* TEXTE FOURNI:
::::::::::

Nous et les oiseaux de Carino Bucciarelli

Nous et les oiseaux de Carino Bucciarelli

Catégorie(s) : Littérature => Francophone

Critiqué par Kinbote, le 27 mars 2021 (Jumet, Inscrit le 18 mars 2001, 65 ans)
La note : 9 étoiles
Moyenne des notes : 9 étoiles (basée sur 2 avis)
Cote pondérée : 6 étoiles (23 201ème position).
Visites : 2 128 

Drôles d'oiseaux !

Par une nuit d’un hiver rude comme on n’en connaît plus guère dans nos régions, après que son véhicule a été immobilisé le long d’une autoroute, Stéphane Delatour laisse son épouse, prénommée Olga, et ses deux jeunes enfants dans l’habitacle pour partir en quête d’une borne téléphonique. En route, il aperçoit sur un bas-côté un anorak rouge qui recouvre vraisemblablement un cadavre. Après avoir appelé les services d’un dépanneur, il ne retrouve plus son véhicule ni ses passagers.

::::::::::

* INFORMATIONS AFFICHÉES:
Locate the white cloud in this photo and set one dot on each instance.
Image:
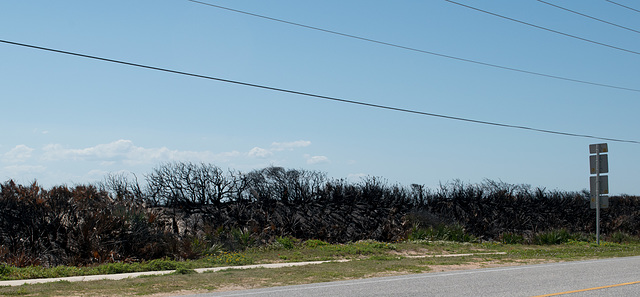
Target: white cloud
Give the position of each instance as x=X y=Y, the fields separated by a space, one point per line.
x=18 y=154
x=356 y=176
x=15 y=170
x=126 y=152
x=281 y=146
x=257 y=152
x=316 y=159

::::::::::

* EXERCICES PROPOSÉS:
A - Répondez aux questions suivantes sur la critique de « Nous et les oiseaux ».
(i) Qui a rédigé cette critique, et à quelle date ?
(ii) Combien de visites la page affiche-t-elle ?
(iii) Qu'aperçoit Stéphane Delatour sur un bas-côté en cherchant une borne téléphonique ?
B - Prolongez la critique de « Nous et les oiseaux » à partir de sa dernière phrase.
La liste provient d'une autre source que le texte.

* ENSEMBLE DES RÉPONSES:
A -
(i) Kinbote, le 27 mars 2021.
(ii) 2 128 visites.
(iii) Un anorak rouge qui recouvre vraisemblablement un cadavre.

B -
Après quelques minutes de marche dans la neige, il remarque une corneille qui l’observe et, lorsqu’il va ensuite déclarer à la police la disparition de ses proches, il observe la tête noire d’une corneille dans le cadre posé sur le bureau de l’inspecteur…

À partir de cette situation de départ, l’action se déploie comme en faisant des boucles ; les éléments de départ vont être redistribués d’une façon subtile. Les protagonistes de départ se découvrent des espèces de doubles ; les Delatour, les Olga se multiplient… Les identités sont pour le moins troublées, remises en cause ; les noms recouvrent plusieurs personnages qui semblent les marionnettes d’un démiurge, pris dans un rêve raisonné et fantomatique.

Très vite, les oiseaux (corneilles, mésanges, moineaux, chouettes hulottes), plus ou moins protecteurs, plus ou moins menaçants, apparaissent et agissent comme des reflets ou des référents des actions humaines. On peut même dire que les volatiles acquièrent au fil des pages plus de réalité que les personnages, déboussolés, qui, néanmoins, semblent manifester une espèce de déni par rapport à ce qui leur arrive, par mesure de protection mentale : pour ne pas sombrer définitivement.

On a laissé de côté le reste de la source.